**PROBLEM REQUIREMENTS**
Please copy every row below word for word, leaving the pictures out of your copy.

[Position annotation rows]
----

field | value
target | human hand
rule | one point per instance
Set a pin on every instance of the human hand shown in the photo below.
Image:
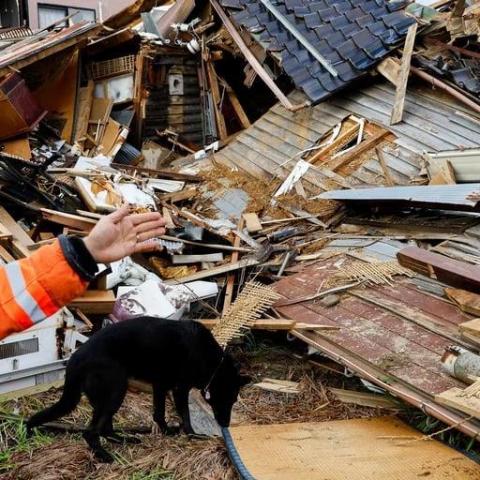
(121, 234)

----

**EXERCISE ANSWER**
field | value
target | human hand
rule | one point per instance
Set a pin on every instance of the human hand shown in the photo below.
Image:
(121, 234)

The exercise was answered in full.